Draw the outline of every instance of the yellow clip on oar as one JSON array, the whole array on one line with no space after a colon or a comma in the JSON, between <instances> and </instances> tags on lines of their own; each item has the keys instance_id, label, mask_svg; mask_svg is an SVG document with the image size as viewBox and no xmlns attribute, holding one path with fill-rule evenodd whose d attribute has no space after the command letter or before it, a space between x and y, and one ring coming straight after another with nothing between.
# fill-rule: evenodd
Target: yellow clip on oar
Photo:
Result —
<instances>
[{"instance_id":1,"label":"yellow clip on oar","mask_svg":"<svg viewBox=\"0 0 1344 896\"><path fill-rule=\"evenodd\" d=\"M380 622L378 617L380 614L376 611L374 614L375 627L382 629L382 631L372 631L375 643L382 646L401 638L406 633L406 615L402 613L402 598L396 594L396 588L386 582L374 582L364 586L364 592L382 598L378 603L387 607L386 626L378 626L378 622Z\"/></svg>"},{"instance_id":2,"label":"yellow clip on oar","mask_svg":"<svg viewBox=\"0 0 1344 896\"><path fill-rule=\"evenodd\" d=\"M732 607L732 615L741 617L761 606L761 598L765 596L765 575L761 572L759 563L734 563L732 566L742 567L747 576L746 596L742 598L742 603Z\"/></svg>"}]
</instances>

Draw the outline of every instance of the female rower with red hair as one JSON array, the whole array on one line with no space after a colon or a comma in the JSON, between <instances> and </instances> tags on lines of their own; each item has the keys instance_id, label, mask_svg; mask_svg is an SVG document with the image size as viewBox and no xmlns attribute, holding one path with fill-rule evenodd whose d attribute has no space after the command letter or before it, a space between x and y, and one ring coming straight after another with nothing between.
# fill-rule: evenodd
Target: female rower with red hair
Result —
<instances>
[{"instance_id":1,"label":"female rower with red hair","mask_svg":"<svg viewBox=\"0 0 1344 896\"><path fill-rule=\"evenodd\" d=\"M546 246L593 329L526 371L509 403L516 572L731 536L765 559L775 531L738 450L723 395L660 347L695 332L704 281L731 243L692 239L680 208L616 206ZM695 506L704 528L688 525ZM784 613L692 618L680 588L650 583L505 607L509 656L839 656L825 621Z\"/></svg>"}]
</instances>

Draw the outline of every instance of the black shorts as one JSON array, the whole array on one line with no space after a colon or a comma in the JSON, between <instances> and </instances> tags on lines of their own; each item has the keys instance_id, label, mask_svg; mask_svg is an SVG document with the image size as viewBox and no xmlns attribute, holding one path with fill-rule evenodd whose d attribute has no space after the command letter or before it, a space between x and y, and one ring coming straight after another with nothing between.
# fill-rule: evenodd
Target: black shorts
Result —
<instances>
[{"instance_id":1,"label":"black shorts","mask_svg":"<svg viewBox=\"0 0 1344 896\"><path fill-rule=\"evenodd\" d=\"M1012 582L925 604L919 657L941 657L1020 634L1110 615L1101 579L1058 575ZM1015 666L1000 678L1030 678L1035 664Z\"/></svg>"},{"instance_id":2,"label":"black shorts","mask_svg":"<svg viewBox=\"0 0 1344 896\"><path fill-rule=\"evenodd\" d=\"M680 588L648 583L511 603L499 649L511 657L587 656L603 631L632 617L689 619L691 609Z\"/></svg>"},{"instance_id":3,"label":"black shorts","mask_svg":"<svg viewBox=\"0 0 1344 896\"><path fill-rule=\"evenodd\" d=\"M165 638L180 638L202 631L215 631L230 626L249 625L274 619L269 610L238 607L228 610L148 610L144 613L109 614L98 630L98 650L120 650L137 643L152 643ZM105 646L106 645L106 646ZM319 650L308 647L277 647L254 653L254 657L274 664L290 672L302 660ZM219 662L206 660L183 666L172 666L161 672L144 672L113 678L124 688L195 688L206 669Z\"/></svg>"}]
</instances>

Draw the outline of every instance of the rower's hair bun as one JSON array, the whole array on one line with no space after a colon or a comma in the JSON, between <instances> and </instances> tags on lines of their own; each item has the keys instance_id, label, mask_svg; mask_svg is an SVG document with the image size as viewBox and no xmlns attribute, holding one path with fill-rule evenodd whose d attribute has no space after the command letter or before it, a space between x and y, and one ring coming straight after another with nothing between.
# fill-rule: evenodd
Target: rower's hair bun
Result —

**What is being asked**
Lay out every line of the data above as a Markdown table with two columns, Row and Line. Number the rows and leave out the blank lines.

**The response**
| Row | Line |
|---|---|
| 1 | Draw the outline of every instance of the yellow clip on oar as one JSON array, the whole array on one line with no space after a colon or a comma in the JSON, between <instances> and </instances> tags on lines of their own; each item has the keys instance_id, label, mask_svg; mask_svg is an SVG document with the image size as viewBox and no xmlns attribute, holding one path with fill-rule evenodd whose d attribute has no space after the command letter or before it, a space between x and y, and one ring coming straight after another with nothing between. |
| 2 | # fill-rule: evenodd |
| 3 | Target: yellow clip on oar |
| 4 | Photo: |
| 5 | Result — |
| 6 | <instances> |
| 7 | [{"instance_id":1,"label":"yellow clip on oar","mask_svg":"<svg viewBox=\"0 0 1344 896\"><path fill-rule=\"evenodd\" d=\"M380 622L378 617L380 614L376 611L374 614L375 627L382 629L382 631L372 631L375 643L382 646L401 638L406 633L406 615L402 613L402 598L396 594L396 588L386 582L374 582L364 586L364 592L382 598L378 603L387 607L386 626L378 626L378 622Z\"/></svg>"},{"instance_id":2,"label":"yellow clip on oar","mask_svg":"<svg viewBox=\"0 0 1344 896\"><path fill-rule=\"evenodd\" d=\"M732 607L732 615L741 617L761 606L761 598L765 596L765 575L761 572L759 563L734 563L732 566L742 567L747 576L746 596L742 598L742 603Z\"/></svg>"}] |
| 8 | </instances> |
| 9 | Draw the outline of every instance of the female rower with red hair as one JSON array, the whole array on one line with no space after a colon or a comma in the JSON, between <instances> and </instances> tags on lines of their own; each item has the keys instance_id, label, mask_svg; mask_svg is an SVG document with the image size as viewBox and no xmlns attribute, holding one path with fill-rule evenodd whose d attribute has no space after the command letter or before it, a space between x and y, and one ring coming straight after another with nothing between. |
| 10 | # fill-rule: evenodd |
| 11 | Target: female rower with red hair |
| 12 | Result — |
| 13 | <instances> |
| 14 | [{"instance_id":1,"label":"female rower with red hair","mask_svg":"<svg viewBox=\"0 0 1344 896\"><path fill-rule=\"evenodd\" d=\"M546 246L593 329L526 371L509 403L516 572L731 536L765 559L775 531L738 450L723 395L660 347L695 332L704 281L731 243L692 239L680 208L616 206ZM695 506L704 528L688 525ZM784 613L692 618L680 588L650 583L505 607L509 656L839 656L825 621Z\"/></svg>"}] |
| 15 | </instances> |
| 16 | Draw the outline of every instance of the black shorts as one JSON array, the whole array on one line with no space after a colon or a comma in the JSON, between <instances> and </instances> tags on lines of their own; each item has the keys instance_id, label, mask_svg; mask_svg is an SVG document with the image size as viewBox and no xmlns attribute, holding one path with fill-rule evenodd whose d attribute has no space after the command letter or before it, a space between x and y, and one ring coming straight after another with nothing between. |
| 17 | # fill-rule: evenodd |
| 18 | Target: black shorts |
| 19 | Result — |
| 20 | <instances> |
| 21 | [{"instance_id":1,"label":"black shorts","mask_svg":"<svg viewBox=\"0 0 1344 896\"><path fill-rule=\"evenodd\" d=\"M1012 582L925 604L919 657L941 657L1020 634L1110 615L1101 579L1058 575ZM1015 666L1000 678L1030 678L1035 664Z\"/></svg>"},{"instance_id":2,"label":"black shorts","mask_svg":"<svg viewBox=\"0 0 1344 896\"><path fill-rule=\"evenodd\" d=\"M680 588L648 583L511 603L499 649L511 657L587 656L603 631L632 617L689 619L691 609Z\"/></svg>"},{"instance_id":3,"label":"black shorts","mask_svg":"<svg viewBox=\"0 0 1344 896\"><path fill-rule=\"evenodd\" d=\"M165 638L180 638L202 631L215 631L230 626L249 625L274 619L269 610L238 607L228 610L148 610L144 613L109 614L98 630L98 650L120 650L137 643L152 643ZM105 646L106 645L106 646ZM319 650L308 647L277 647L254 653L254 657L274 664L290 672L302 660ZM219 662L206 660L183 666L172 666L161 672L144 672L113 678L124 688L195 688L206 669Z\"/></svg>"}] |
| 22 | </instances> |
| 23 | Draw the outline of every instance of the rower's hair bun as one JSON array, the whole array on one line with no space after a colon or a comma in the JSON, between <instances> and </instances> tags on lines of their own; each item has the keys instance_id, label, mask_svg; mask_svg is an SVG document with the image size as viewBox and no xmlns attribute, holding one path with fill-rule evenodd whose d attribute has no space after the command letter or before it, a space between x and y, and one ring coming straight after another with nothing between. |
| 24 | # fill-rule: evenodd |
| 25 | Target: rower's hair bun |
| 26 | Result — |